• [Your instructions]:
Can you pull every line of text from the material below, word for word, and leave the pictures out?
%%
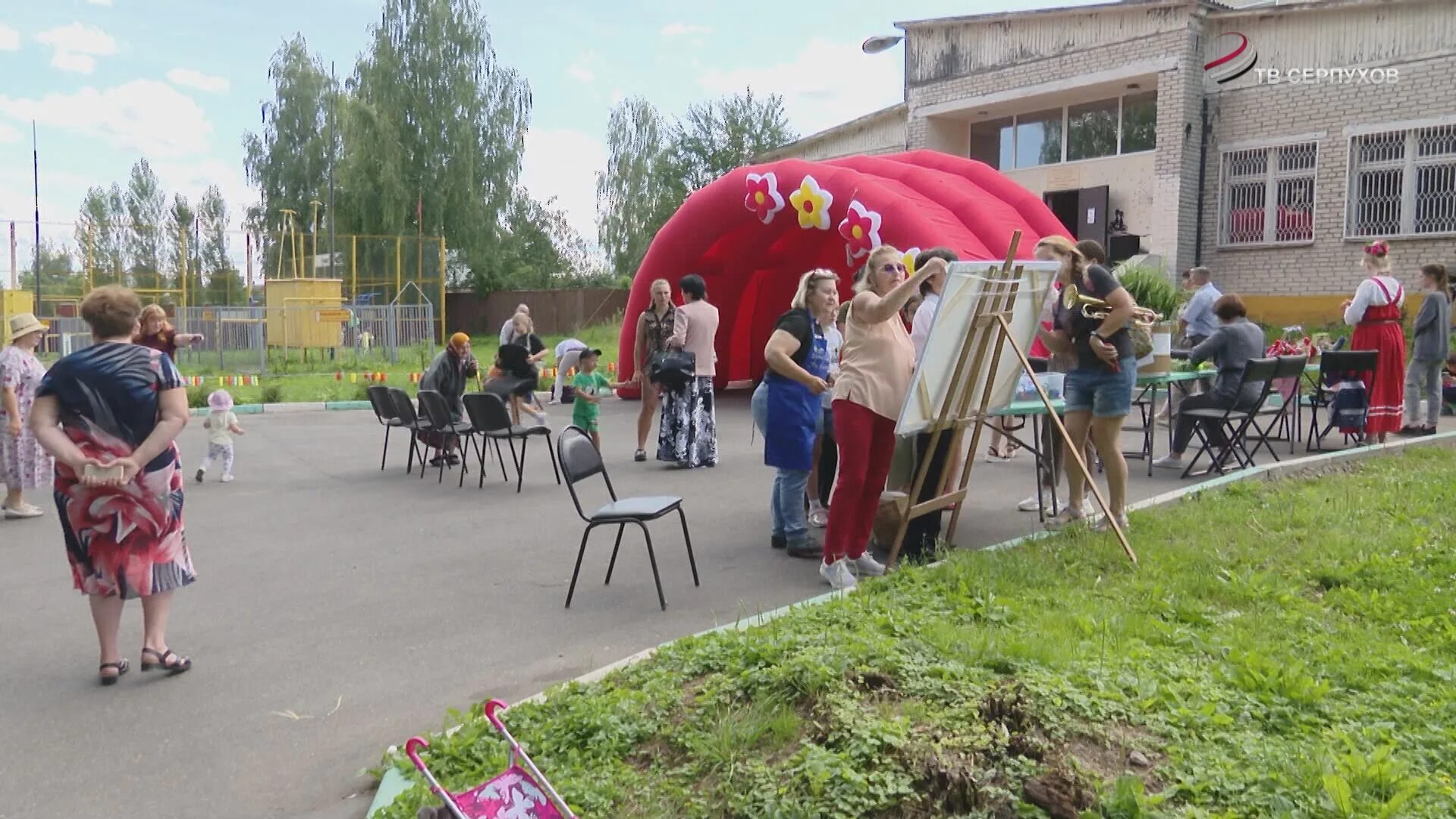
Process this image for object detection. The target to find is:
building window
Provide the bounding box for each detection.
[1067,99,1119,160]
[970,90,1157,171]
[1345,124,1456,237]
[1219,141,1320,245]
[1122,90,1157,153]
%%
• [Solved exercise]:
Process this image for object detection. The target to find is:
building window
Provide the bounding box for each detection.
[1067,99,1119,160]
[970,90,1157,171]
[1345,124,1456,237]
[1219,141,1320,245]
[1122,90,1157,153]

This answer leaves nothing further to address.